İstenen İşlemler |
1. Burhan'a ithaf edilen yazıda, radyodan dinlenerek büyünüldüğü belirtilen kişilerin adlarını sıralayınız.
2. Burhan'a ithaf edilen yazıdan, "Ne bekliyorum? Tabii" sözleriyle başlayıp "bizi mahcup etmez." sözlerine kadar devam eden bölümü hiçbir değişiklik yapmadan çıkarınız.

Belge Metni |
══════════

17 Aralık 2018 Pazartesi

Burhan İçin

Günaydın Dostlar,

Gerçekten de Burhan’ı çok üzdünüz. Sizi bu kadar çok seven ve destekleyen bir insanı bu kadar üzmeye ne hakkınız var? Gönül verdiği renkleri 17. sırada görmek, hepimiz gibi sevgili Burhan’ı da kahrediyor.
 
Hastalığı iyice ilerlemişken, yan odaya gidecek hâli yokken son enerjisiyle gelip size destek vermedi mi? Hiç kimseyi incitmek istemeyen, melek gibi bir insanı çok üzüyorsunuz. Burhan çubuklu formayı çok seviyordu, halen de bir şey değişmedi.
Görmüyor, duymuyor zannetmeyin. Her şeyden haberi var. Ne ben ne de Burhan hayatımız boyunca 17. sırada bir takım görmemiştik. Fenerbahçe maçı olduğu zaman, minicik masasını kurup maçı izlemek en büyük keyiflerinden biriydi. Burhan, gerçek bir Fenerliydi; maç sonuçlarına göre sevgisi değişmeyenlerdendi.

Bizler Digütürk çocuğu değiliz; radyodan Ogün Altıparmakları, Ziya Şengülleri, Alpaslan Eratlıları dinleyerek büyümüş insanlarız.

Bu akşam Ersun Hoca ile birlikte Fener ilk maçına çıkacak. Her ne kadar ben Burhan kadar iyimser olmasam da ben de ufak tefek bir şeylerin değişmesini bekliyorum.
Ne bekliyorum? Tabii mucize beklemiyorum. Bir anda haftaların isteksiz, ruhsuz, motivasyonu düşük takımının (takım da olamadılar ama şimdilik “neyse” diyelim) gidip yerine bambaşka bir takımın sahaya çıkmasını beklemiyorum. Takımın çok yaşlı olduğunun da farkındayım. Tek beklediğim bir gram artmış mücadele ruhu, sadece bunu bekliyorum.

Burhan, her zamanki gibi çok iyi düşünüyor. Bambaşka bir Fenerbahçe izleyeceğimize ve çok farklı bir netice olacağına gönülden inanmış. Ersun Hoca’nın Erzurum maçı ile evinde başlıyor olmasının da ayrı bir şans olduğunu düşünüyor. Umarım haklı çıkarsın kardeşim.
Bu akşam ben de maçı izleyeceğim, Burhan da izleyecek. Kadehimi kaldırıp “Şerefe sevgili Burhan!” diyeceğim. Oralardan bir yerlerden bizi gördüğünü biliyorum. Fener de umarım bu akşam bizi mahcup etmez.

══════════

Veri Kesiti |
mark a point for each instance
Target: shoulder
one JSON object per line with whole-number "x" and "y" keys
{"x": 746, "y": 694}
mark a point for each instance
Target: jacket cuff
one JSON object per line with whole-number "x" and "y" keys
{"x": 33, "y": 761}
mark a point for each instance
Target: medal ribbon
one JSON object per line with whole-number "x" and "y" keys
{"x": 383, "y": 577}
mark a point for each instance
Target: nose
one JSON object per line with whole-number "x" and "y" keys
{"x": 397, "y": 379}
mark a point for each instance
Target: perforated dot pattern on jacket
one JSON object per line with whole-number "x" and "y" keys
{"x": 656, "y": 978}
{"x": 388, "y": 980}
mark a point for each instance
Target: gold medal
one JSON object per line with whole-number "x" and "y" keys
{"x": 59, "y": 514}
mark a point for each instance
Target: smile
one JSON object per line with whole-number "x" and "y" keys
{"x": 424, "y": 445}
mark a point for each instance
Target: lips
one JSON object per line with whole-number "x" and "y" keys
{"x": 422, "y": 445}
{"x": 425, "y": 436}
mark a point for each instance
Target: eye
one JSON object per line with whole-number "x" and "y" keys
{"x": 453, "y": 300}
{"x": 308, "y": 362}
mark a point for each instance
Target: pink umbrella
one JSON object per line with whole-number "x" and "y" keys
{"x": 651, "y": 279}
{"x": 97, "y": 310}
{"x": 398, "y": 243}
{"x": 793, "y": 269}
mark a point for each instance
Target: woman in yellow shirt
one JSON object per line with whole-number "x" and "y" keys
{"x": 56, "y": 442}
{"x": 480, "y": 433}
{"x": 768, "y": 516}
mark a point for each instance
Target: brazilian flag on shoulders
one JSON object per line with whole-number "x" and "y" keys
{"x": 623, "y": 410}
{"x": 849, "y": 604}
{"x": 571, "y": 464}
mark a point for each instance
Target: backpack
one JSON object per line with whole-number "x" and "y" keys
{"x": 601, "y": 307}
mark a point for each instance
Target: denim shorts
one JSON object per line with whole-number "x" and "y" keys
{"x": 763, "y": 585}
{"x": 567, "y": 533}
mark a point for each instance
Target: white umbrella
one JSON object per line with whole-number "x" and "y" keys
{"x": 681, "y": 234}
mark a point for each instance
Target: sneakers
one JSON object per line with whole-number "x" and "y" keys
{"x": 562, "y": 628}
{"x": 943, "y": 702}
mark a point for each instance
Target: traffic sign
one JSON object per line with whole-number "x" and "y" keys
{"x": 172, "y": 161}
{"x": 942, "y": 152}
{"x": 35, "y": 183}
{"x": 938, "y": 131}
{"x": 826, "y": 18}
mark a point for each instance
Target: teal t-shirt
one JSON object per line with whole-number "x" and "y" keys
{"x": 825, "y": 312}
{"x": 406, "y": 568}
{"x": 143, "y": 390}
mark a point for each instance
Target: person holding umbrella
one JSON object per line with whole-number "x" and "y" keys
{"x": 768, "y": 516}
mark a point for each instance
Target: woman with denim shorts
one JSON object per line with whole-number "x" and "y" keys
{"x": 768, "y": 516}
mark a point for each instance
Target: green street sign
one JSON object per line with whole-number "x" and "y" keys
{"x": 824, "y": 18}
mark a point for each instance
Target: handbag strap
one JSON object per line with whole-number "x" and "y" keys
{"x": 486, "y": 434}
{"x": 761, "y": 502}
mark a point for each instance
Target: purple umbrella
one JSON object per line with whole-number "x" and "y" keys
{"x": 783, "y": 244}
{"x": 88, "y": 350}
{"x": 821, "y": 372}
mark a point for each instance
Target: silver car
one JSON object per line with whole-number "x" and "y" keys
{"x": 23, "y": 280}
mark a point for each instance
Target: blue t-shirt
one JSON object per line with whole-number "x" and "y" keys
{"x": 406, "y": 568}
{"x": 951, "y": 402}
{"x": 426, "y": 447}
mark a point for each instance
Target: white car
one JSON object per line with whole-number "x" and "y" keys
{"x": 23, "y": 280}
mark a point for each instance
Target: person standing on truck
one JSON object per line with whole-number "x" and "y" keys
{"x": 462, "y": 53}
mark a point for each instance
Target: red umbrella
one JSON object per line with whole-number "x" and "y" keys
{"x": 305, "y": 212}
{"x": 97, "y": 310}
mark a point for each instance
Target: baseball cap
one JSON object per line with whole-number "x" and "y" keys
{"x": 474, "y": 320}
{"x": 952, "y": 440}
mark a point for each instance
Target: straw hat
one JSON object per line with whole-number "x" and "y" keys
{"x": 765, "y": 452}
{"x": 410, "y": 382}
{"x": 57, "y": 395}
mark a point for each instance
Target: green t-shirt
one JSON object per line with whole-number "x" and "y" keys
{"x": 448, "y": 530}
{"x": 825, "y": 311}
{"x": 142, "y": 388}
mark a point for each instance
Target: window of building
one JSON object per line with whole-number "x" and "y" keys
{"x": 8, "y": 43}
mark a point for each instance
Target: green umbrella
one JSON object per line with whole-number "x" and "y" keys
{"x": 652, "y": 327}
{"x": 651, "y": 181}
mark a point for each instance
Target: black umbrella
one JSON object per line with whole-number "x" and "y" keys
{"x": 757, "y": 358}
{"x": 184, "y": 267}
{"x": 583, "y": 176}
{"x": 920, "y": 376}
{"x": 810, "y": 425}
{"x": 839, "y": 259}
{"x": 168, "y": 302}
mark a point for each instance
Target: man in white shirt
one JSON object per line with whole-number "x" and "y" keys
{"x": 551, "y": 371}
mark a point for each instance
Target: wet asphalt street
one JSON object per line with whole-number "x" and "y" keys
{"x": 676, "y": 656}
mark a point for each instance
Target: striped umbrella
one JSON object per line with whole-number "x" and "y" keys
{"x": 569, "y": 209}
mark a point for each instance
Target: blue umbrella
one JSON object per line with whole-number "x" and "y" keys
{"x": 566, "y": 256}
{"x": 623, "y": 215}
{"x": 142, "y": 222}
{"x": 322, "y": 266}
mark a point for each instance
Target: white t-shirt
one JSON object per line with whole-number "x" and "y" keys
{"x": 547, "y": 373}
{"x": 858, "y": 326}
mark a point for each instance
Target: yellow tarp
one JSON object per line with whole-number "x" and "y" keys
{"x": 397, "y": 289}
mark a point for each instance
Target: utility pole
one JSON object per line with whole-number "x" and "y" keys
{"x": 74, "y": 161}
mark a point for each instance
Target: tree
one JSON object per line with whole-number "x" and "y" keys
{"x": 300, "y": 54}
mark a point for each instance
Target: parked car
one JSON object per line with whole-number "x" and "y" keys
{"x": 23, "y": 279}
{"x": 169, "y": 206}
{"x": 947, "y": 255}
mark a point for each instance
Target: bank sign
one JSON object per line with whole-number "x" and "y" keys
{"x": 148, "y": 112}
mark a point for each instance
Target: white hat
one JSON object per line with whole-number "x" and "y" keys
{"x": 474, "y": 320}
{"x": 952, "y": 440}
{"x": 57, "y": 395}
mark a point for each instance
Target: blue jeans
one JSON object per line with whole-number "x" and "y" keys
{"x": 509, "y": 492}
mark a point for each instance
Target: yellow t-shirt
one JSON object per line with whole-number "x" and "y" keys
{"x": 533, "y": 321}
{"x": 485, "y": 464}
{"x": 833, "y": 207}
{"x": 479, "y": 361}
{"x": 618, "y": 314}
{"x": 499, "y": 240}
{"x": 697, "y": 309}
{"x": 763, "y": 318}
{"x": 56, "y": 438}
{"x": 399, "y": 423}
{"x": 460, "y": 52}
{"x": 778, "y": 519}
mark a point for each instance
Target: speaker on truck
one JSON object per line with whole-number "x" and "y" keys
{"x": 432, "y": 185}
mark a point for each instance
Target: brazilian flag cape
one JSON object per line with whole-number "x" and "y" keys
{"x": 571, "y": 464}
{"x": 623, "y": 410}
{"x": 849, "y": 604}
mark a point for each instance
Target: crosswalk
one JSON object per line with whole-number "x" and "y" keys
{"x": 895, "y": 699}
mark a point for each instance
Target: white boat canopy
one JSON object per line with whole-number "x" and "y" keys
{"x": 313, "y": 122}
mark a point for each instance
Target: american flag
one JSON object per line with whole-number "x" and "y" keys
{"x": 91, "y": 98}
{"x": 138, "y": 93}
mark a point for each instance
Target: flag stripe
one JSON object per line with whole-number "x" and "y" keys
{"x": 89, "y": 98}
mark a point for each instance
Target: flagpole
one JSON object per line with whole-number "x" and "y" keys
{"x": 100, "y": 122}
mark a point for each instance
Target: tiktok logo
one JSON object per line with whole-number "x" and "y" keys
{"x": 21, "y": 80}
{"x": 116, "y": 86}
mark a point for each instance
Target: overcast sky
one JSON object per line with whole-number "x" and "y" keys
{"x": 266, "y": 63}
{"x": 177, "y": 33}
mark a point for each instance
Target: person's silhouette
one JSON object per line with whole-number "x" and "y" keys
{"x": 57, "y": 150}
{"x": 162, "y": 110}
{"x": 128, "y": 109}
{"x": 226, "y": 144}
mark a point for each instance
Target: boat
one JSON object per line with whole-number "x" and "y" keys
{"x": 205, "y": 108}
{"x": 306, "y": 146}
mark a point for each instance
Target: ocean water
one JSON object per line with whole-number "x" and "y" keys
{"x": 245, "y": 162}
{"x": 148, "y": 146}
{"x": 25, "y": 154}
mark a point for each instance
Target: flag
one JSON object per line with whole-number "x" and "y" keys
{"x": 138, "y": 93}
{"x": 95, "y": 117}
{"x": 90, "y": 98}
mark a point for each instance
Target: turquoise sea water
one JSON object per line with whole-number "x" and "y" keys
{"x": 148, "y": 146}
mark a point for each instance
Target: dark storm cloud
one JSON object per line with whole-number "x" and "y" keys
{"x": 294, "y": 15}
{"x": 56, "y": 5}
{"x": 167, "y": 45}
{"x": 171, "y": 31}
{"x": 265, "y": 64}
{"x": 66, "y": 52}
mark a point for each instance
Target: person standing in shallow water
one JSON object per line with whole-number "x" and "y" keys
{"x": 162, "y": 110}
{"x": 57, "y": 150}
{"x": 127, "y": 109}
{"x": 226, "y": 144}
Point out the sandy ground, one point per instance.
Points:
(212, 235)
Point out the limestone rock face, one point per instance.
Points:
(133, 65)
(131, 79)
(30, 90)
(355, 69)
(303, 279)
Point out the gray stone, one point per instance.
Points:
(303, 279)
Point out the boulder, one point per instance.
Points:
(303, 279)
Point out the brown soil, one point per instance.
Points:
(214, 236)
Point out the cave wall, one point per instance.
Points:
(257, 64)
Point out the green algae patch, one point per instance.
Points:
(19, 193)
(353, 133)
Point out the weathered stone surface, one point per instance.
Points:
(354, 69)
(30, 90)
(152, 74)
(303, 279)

══════════

Beklenen Yanıtlar |
1. Ogün Altıparmak, Ziya Şengül, Alpaslan Eratlı

2.
Ne bekliyorum? Tabii mucize beklemiyorum. Bir anda haftaların isteksiz, ruhsuz, motivasyonu düşük takımının (takım da olamadılar ama şimdilik “neyse” diyelim) gidip yerine bambaşka bir takımın sahaya çıkmasını beklemiyorum. Takımın çok yaşlı olduğunun da farkındayım. Tek beklediğim bir gram artmış mücadele ruhu, sadece bunu bekliyorum.

Burhan, her zamanki gibi çok iyi düşünüyor. Bambaşka bir Fenerbahçe izleyeceğimize ve çok farklı bir netice olacağına gönülden inanmış. Ersun Hoca’nın Erzurum maçı ile evinde başlıyor olmasının da ayrı bir şans olduğunu düşünüyor. Umarım haklı çıkarsın kardeşim.
Bu akşam ben de maçı izleyeceğim, Burhan da izleyecek. Kadehimi kaldırıp “Şerefe sevgili Burhan!” diyeceğim. Oralardan bir yerlerden bizi gördüğünü biliyorum. Fener de umarım bu akşam bizi mahcup etmez.